С этими выводами соглашался и П. Столыпин. В отчете о волнениях в Саратовской губернии он утверждал, что «все крестьянские беспорядки, агитация среди крестьян и самовольные захваты возможны только на почве земельного неустройства и крайнего обеднения сельского люда. Грубое насилие наблюдается там, где крестьянин не может выбиться из нищеты»{395}. Описывая состояние, к которому пришла Россия к началу XX века, известный экономист славянофил С. Шарапов отмечал: «Едва ли в сорок лет успели мы расточить накопленное дедами, да и то после бешеной оргии. Теперь мы действительно обеднели, мы убили, закабалили труд, а главное, мы беспощадно опустошили землю хищническим хозяйством»{396}. Что дальше? — отвечая на этот вопрос, С. Шарапов писал: «В будущем не видно ничего, кроме взрыва стихийной ненависти, которая накопляется все больше и больше»{397}.
Свои выводы С. Шарапов подкреплял следующими рассуждениями:
«Какую силу может возыметь социальное движение у нас в России, где, словно нарочно, все условия соединились в самой счастливой комбинации, чтобы дать торжество учению ненависти и разрушения. Сопоставьте только.
Население разорено. Класс обездоленных, спивающихся голодающих, мерзнущих, обираемых и всякими способами угнетаемых — да ведь это же чуть ли не все наше многомиллионное крестьянство.
Правительство представляет собой образец отсутствия инициативы и бесплодия, и не по личному составу даже, а по тому бюрократическому болоту, в котором господа правящие безнадежно барахтаются и вязнут, в котором гибнет всякое достоинство, ум, честь и талант.
Высшие классы — образованное общество — на редкость неспособны у нас к живому делу, тунеядцы, невежественны и духовно ничтожны.
Церковь в лице духовенства давно уже омертвела, сложила с себя всякое духовное водительство, утратила всякую нравственную власть…
И поистине, не успехам социальной доктрины надо удивляться, а тому, как еще слаба она, как крепко держится русский народ за свои верования, как стойко переносит свои истинно каторжные условия.

::::

## Письменное задание
Перепишите из статьи без изменений отрывок от «Население разорено. Класс» до «наше многомиллионное крестьянство.».

## Записи с разметкой границ
::::

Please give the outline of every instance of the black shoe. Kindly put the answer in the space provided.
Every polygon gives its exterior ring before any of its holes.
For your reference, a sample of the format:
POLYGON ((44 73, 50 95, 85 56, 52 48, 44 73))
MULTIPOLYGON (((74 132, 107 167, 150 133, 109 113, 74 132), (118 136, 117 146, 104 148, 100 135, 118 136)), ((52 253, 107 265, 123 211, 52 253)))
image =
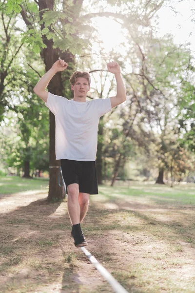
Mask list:
POLYGON ((86 246, 88 245, 81 229, 78 230, 73 229, 71 232, 71 235, 74 238, 75 245, 76 247, 86 246))

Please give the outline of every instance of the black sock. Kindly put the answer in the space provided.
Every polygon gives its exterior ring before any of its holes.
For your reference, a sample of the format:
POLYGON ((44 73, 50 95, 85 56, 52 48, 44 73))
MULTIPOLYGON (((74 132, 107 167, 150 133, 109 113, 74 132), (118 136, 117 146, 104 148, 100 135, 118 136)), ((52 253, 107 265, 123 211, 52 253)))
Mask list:
POLYGON ((73 225, 72 229, 73 230, 73 229, 74 230, 80 230, 81 229, 80 223, 79 223, 78 224, 76 224, 75 225, 73 225))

::::

## Ответ
Население разорено. Класс обездоленных, спивающихся голодающих, мерзнущих, обираемых и всякими способами угнетаемых — да ведь это же чуть ли не все наше многомиллионное крестьянство.